▶ [WORK REQUIRED]: Could the listing below be reproduced exactly, minus its pictures?

▶ [MATERIAL PROVIDED]:
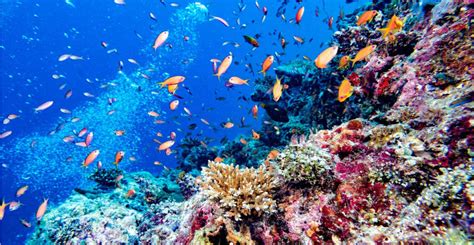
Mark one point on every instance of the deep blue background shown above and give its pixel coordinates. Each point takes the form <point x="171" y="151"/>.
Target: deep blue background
<point x="36" y="33"/>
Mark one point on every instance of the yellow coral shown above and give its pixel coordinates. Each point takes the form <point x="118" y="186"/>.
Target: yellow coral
<point x="239" y="192"/>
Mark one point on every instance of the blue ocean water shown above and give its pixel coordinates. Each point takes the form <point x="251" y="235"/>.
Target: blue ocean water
<point x="34" y="34"/>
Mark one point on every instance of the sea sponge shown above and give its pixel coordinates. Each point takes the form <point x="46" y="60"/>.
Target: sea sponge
<point x="239" y="192"/>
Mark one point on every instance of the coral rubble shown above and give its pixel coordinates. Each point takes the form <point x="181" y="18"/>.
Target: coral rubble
<point x="392" y="164"/>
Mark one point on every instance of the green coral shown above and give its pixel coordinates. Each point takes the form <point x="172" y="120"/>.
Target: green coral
<point x="305" y="163"/>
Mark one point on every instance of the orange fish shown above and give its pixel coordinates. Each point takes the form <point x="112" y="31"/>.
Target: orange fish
<point x="21" y="191"/>
<point x="299" y="15"/>
<point x="255" y="111"/>
<point x="14" y="205"/>
<point x="90" y="158"/>
<point x="394" y="25"/>
<point x="273" y="154"/>
<point x="118" y="157"/>
<point x="160" y="39"/>
<point x="214" y="64"/>
<point x="363" y="53"/>
<point x="224" y="22"/>
<point x="41" y="210"/>
<point x="82" y="132"/>
<point x="238" y="81"/>
<point x="2" y="209"/>
<point x="223" y="66"/>
<point x="277" y="90"/>
<point x="172" y="88"/>
<point x="130" y="193"/>
<point x="255" y="135"/>
<point x="44" y="106"/>
<point x="153" y="114"/>
<point x="174" y="104"/>
<point x="119" y="132"/>
<point x="325" y="57"/>
<point x="228" y="125"/>
<point x="344" y="62"/>
<point x="330" y="21"/>
<point x="266" y="64"/>
<point x="345" y="90"/>
<point x="283" y="43"/>
<point x="25" y="223"/>
<point x="298" y="39"/>
<point x="172" y="81"/>
<point x="89" y="138"/>
<point x="367" y="16"/>
<point x="166" y="145"/>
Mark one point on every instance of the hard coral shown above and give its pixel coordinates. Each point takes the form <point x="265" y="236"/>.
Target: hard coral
<point x="305" y="163"/>
<point x="240" y="192"/>
<point x="106" y="177"/>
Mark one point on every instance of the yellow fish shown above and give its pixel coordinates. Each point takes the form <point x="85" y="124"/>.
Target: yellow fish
<point x="363" y="53"/>
<point x="345" y="90"/>
<point x="395" y="24"/>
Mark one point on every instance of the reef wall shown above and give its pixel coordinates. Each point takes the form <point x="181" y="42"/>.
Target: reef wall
<point x="401" y="173"/>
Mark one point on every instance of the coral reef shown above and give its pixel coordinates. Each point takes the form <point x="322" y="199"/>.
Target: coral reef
<point x="392" y="164"/>
<point x="305" y="163"/>
<point x="241" y="192"/>
<point x="106" y="177"/>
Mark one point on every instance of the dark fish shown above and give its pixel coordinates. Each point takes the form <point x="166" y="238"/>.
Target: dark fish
<point x="275" y="112"/>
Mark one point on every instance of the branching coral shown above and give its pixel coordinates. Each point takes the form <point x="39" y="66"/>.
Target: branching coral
<point x="240" y="192"/>
<point x="306" y="163"/>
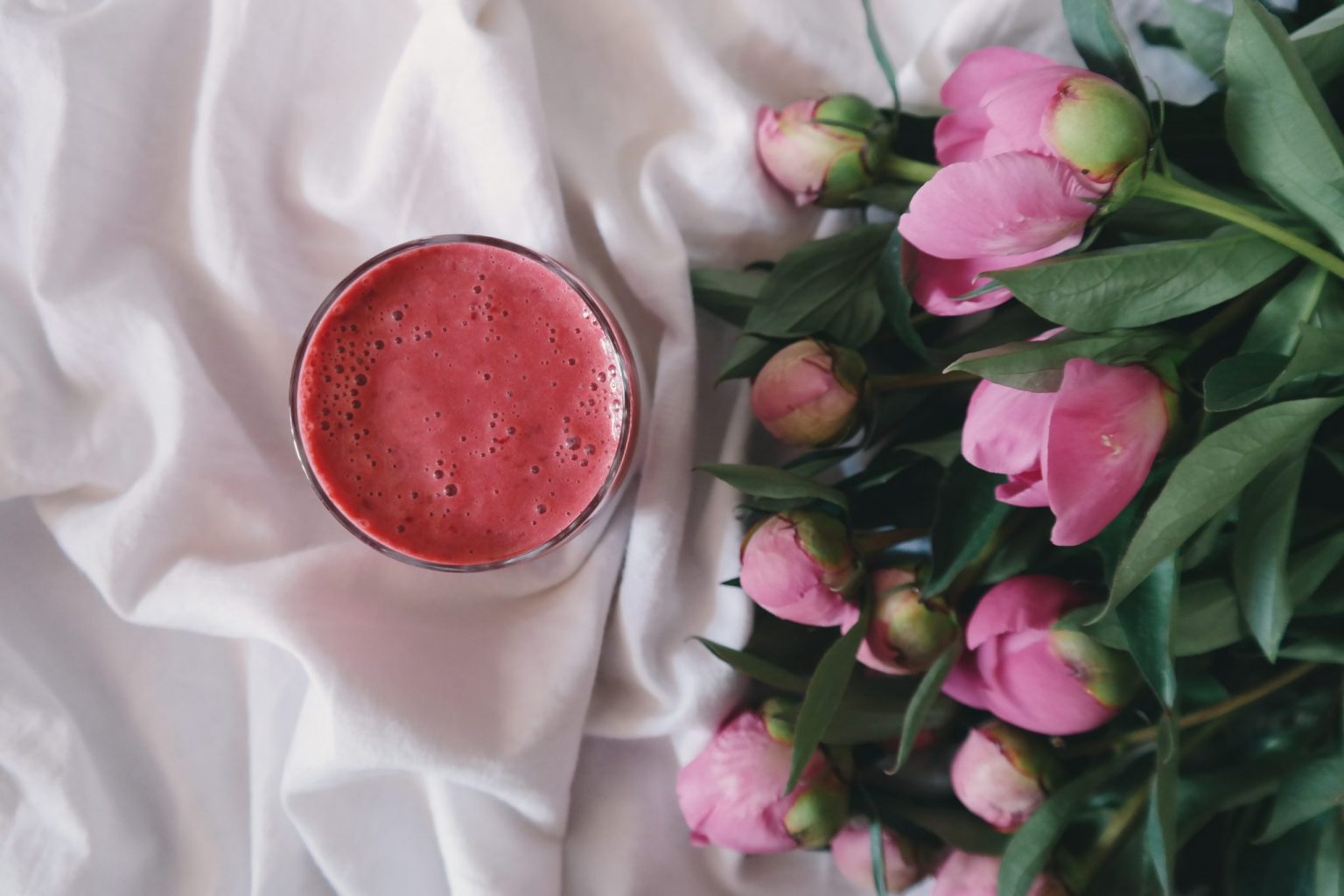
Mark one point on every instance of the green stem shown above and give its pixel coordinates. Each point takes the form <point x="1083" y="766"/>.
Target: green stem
<point x="894" y="382"/>
<point x="1200" y="717"/>
<point x="1110" y="837"/>
<point x="900" y="168"/>
<point x="1167" y="190"/>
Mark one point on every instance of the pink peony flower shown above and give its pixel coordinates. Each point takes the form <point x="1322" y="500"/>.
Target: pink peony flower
<point x="1083" y="452"/>
<point x="800" y="566"/>
<point x="815" y="161"/>
<point x="730" y="794"/>
<point x="1030" y="147"/>
<point x="970" y="875"/>
<point x="907" y="632"/>
<point x="1032" y="676"/>
<point x="1000" y="773"/>
<point x="852" y="853"/>
<point x="808" y="394"/>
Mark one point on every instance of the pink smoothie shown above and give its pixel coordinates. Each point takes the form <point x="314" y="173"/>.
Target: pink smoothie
<point x="461" y="403"/>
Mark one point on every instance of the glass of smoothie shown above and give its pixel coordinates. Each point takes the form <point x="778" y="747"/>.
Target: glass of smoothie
<point x="464" y="403"/>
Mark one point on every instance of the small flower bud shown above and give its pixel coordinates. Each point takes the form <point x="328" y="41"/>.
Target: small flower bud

▶ [WORKED SOLUTION]:
Mark one point on every instance of the deep blue background shown above and give its pixel coordinates. Each point takes the form <point x="171" y="151"/>.
Target: deep blue background
<point x="36" y="33"/>
Mark one point on every instance of the yellow coral shown above and give its pixel coordinates. Each point takes the form <point x="118" y="186"/>.
Target: yellow coral
<point x="239" y="192"/>
Mark one point on every instance of the blue ocean water shown above and give its pixel coordinates. Each point takes the form <point x="251" y="235"/>.
Target: blue ocean water
<point x="34" y="34"/>
Mark one point on every instance of the sea sponge shown above and give its pixel coordinates. Each point takes the form <point x="46" y="60"/>.
Target: sea sponge
<point x="239" y="192"/>
Mark one point on every instance of the coral rubble shown above and give its pixel coordinates. Each point takes the form <point x="181" y="18"/>.
Target: coral rubble
<point x="392" y="164"/>
Mark one point on every instance of the green coral shown above and give its pixel coordinates. Each point takes the form <point x="172" y="120"/>.
Target: green coral
<point x="305" y="163"/>
Mark one point on every instance of the orange fish shown above and give its pixel coordinates. Each point takes the form <point x="112" y="31"/>.
Target: orange fish
<point x="21" y="191"/>
<point x="299" y="15"/>
<point x="255" y="111"/>
<point x="14" y="205"/>
<point x="90" y="158"/>
<point x="394" y="25"/>
<point x="273" y="154"/>
<point x="118" y="157"/>
<point x="160" y="39"/>
<point x="214" y="64"/>
<point x="363" y="53"/>
<point x="224" y="22"/>
<point x="41" y="210"/>
<point x="82" y="132"/>
<point x="238" y="81"/>
<point x="2" y="209"/>
<point x="223" y="66"/>
<point x="277" y="90"/>
<point x="172" y="88"/>
<point x="130" y="193"/>
<point x="255" y="135"/>
<point x="44" y="106"/>
<point x="153" y="114"/>
<point x="174" y="104"/>
<point x="119" y="132"/>
<point x="325" y="57"/>
<point x="228" y="125"/>
<point x="344" y="62"/>
<point x="330" y="21"/>
<point x="266" y="64"/>
<point x="345" y="90"/>
<point x="283" y="43"/>
<point x="25" y="223"/>
<point x="298" y="39"/>
<point x="172" y="81"/>
<point x="89" y="138"/>
<point x="367" y="16"/>
<point x="166" y="145"/>
Mark one point on every instance of the hard coral shown above and give its pixel coordinates. Each point takes the form <point x="265" y="236"/>.
Target: hard coral
<point x="305" y="163"/>
<point x="240" y="192"/>
<point x="106" y="177"/>
Mark one point on every instance of the yellow fish shown above and give its pixel coordinates. Each point takes the form <point x="85" y="124"/>.
Target: yellow fish
<point x="363" y="53"/>
<point x="345" y="90"/>
<point x="395" y="24"/>
Mark one point on every instance of the reef wall shown above and give its pixel coordinates. Each point takes the form <point x="181" y="42"/>.
Target: reef wall
<point x="401" y="173"/>
Mark one point on every instance of the coral reef shown above and give its pixel coordinates. Each point takes the form <point x="322" y="199"/>.
Target: coral reef
<point x="392" y="164"/>
<point x="305" y="163"/>
<point x="241" y="192"/>
<point x="106" y="177"/>
Mark one point on every instance of the dark fish shown above and give its pixel coordinates. Each point takes the form <point x="166" y="238"/>.
Target: dark fish
<point x="275" y="112"/>
Mark one point on every instance of the branching coral shown above and give its pixel coordinates. Each point takes the form <point x="39" y="66"/>.
Target: branching coral
<point x="240" y="192"/>
<point x="306" y="163"/>
Mark one point on every instance of the green stem shown above and give its pixel coordinates. Each point takes the form <point x="1083" y="766"/>.
Target: green stem
<point x="894" y="382"/>
<point x="1200" y="717"/>
<point x="1110" y="837"/>
<point x="900" y="168"/>
<point x="1167" y="190"/>
Mark one point on every instance of the pink peony flower shown above and give its pixel coordinates. Each point takes the form <point x="1322" y="500"/>.
Target: pink peony flower
<point x="1083" y="452"/>
<point x="800" y="566"/>
<point x="815" y="161"/>
<point x="730" y="794"/>
<point x="1030" y="147"/>
<point x="970" y="875"/>
<point x="907" y="632"/>
<point x="1032" y="676"/>
<point x="1000" y="773"/>
<point x="852" y="853"/>
<point x="808" y="394"/>
Mark one point on every instance of the pink smoothie shown above and give its pixel coordinates. Each point takes the form <point x="314" y="173"/>.
Target: pink smoothie
<point x="461" y="403"/>
Mark one point on every instance of the glass of smoothie shown above and give its pixel coordinates. Each point takes the form <point x="778" y="747"/>.
Target: glass of smoothie
<point x="464" y="403"/>
Mark one point on every instance of the small flower bud shown above and give its pixel coordinates. Each point takes the form <point x="328" y="41"/>.
Target: small flower bud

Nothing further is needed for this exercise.